» **INSTRUCTIONS FOR THE TASK**
Extract, unchanged, each line of the listing below from its first line through the line that contains "positive clicks: (554, 144)", inclusive, and nothing else.

» **RECORD EXTRACTS**
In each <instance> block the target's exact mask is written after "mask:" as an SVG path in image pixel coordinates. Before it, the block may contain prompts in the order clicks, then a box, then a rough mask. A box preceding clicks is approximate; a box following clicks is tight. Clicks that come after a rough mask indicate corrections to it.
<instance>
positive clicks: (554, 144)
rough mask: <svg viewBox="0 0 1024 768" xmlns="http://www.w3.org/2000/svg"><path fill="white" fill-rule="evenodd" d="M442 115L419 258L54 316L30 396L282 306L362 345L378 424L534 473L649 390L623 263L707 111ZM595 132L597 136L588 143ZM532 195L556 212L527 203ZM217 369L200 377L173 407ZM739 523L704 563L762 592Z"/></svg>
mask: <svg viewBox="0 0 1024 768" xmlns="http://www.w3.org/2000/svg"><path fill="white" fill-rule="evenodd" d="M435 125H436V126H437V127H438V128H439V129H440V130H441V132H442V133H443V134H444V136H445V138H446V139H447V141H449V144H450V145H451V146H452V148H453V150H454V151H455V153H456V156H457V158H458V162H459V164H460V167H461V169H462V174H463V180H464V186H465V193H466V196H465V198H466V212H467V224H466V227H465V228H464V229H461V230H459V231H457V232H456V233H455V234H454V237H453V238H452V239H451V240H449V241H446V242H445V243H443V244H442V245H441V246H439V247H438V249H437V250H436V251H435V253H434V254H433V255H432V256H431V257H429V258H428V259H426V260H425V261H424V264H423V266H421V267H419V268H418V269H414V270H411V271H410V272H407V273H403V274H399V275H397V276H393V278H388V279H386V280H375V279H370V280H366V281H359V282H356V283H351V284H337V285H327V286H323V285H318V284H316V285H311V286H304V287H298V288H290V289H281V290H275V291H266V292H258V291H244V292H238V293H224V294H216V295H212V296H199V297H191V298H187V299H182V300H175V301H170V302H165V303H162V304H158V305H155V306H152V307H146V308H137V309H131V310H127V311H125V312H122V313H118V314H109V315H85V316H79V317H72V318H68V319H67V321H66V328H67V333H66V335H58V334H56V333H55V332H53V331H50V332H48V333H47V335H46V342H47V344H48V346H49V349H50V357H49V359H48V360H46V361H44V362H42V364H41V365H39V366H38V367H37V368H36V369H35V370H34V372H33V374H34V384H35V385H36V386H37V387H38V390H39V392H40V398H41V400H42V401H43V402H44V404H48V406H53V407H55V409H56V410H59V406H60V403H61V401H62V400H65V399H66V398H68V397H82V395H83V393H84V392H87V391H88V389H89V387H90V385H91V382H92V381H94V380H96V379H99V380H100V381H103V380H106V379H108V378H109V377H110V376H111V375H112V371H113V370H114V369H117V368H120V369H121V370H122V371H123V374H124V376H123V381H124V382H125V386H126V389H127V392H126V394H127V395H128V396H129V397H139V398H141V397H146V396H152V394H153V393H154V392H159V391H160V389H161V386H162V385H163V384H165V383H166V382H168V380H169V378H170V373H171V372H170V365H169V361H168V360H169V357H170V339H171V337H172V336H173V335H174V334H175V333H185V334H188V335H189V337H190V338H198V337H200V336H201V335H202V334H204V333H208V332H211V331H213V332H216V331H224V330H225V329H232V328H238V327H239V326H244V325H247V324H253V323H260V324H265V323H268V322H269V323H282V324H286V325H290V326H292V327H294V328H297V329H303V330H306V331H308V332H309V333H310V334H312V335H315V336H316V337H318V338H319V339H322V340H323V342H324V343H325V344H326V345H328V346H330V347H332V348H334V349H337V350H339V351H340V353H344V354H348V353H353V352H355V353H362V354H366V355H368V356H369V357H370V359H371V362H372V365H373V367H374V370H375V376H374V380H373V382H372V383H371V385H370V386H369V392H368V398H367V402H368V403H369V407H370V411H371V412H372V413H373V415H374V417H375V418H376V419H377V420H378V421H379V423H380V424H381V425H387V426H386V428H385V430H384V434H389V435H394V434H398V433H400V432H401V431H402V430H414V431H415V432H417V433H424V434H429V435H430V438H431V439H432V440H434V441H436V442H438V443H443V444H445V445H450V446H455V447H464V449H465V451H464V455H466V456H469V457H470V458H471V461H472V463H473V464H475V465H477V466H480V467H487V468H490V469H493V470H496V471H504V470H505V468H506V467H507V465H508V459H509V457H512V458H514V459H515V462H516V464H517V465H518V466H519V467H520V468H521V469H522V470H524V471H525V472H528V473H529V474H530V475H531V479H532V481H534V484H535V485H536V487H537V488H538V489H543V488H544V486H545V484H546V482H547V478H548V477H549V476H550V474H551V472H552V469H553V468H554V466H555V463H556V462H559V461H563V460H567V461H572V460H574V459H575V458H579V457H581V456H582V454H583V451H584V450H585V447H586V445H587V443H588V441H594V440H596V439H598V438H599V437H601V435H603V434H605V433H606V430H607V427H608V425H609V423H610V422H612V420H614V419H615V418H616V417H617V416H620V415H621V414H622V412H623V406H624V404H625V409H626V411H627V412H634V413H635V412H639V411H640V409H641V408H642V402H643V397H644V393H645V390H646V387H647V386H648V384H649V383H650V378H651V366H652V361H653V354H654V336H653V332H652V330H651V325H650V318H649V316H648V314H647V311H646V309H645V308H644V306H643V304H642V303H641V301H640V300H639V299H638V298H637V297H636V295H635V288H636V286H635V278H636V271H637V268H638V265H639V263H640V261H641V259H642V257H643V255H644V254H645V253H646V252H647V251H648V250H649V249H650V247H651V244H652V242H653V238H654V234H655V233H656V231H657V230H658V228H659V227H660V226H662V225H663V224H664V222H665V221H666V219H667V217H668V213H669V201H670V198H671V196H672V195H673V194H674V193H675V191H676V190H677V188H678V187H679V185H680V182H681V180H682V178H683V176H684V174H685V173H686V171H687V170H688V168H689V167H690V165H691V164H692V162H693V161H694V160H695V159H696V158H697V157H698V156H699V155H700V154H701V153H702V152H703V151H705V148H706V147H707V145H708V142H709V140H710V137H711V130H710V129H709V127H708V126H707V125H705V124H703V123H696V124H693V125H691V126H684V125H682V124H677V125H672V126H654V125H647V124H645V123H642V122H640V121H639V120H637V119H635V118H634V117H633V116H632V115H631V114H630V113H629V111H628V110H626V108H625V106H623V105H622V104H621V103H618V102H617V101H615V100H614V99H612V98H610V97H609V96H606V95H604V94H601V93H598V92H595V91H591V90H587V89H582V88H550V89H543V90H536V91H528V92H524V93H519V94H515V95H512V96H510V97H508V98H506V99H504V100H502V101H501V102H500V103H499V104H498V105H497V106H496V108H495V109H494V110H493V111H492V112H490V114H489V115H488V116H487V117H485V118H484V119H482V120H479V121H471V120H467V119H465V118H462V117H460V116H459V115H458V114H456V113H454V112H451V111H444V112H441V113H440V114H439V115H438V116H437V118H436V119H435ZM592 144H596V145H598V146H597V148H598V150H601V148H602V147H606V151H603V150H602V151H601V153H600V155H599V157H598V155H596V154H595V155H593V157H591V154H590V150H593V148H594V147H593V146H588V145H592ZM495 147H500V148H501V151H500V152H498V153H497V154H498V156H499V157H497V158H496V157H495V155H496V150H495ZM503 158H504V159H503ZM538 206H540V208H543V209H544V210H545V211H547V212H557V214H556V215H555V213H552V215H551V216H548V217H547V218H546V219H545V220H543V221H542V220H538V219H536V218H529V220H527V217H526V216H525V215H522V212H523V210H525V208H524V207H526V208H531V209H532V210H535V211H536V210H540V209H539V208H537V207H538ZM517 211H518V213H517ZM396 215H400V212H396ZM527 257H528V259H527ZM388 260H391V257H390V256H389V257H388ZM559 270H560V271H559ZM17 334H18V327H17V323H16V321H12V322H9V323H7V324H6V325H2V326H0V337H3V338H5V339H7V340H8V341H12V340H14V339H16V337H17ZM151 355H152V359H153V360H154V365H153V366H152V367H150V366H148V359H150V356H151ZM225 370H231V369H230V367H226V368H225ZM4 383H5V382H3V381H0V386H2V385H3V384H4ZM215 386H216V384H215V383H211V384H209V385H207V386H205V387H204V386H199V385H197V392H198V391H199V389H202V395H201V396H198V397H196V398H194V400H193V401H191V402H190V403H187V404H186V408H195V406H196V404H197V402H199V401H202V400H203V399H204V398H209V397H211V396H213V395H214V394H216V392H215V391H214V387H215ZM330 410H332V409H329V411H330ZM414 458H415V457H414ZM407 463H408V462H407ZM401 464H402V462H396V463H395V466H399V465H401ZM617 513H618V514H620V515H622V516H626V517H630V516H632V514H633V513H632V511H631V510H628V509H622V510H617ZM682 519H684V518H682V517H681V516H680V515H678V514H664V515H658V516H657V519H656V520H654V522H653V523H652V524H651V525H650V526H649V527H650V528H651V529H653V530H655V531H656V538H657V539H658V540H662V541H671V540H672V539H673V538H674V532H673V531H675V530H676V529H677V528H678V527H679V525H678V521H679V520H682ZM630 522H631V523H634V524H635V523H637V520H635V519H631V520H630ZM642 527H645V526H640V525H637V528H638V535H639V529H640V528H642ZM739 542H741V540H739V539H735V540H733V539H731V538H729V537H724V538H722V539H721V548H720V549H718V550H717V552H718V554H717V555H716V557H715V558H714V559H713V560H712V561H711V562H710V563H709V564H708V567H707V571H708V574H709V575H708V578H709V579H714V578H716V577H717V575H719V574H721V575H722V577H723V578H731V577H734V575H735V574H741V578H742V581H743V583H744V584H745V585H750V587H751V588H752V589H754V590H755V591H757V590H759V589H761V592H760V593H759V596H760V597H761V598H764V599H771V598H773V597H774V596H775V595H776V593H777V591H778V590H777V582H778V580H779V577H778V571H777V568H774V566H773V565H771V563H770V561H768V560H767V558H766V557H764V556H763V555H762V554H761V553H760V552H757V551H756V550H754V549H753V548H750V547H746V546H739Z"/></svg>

» **YOUR RESPONSE**
In each <instance> block the target's exact mask is written after "mask:" as an SVG path in image pixel coordinates. Before it, the block may contain prompts in the order clicks, then a box, then a rough mask. A box preceding clicks is approximate; a box following clicks is tight. Clicks that come after a rough mask indicate corrections to it.
<instance>
positive clicks: (554, 144)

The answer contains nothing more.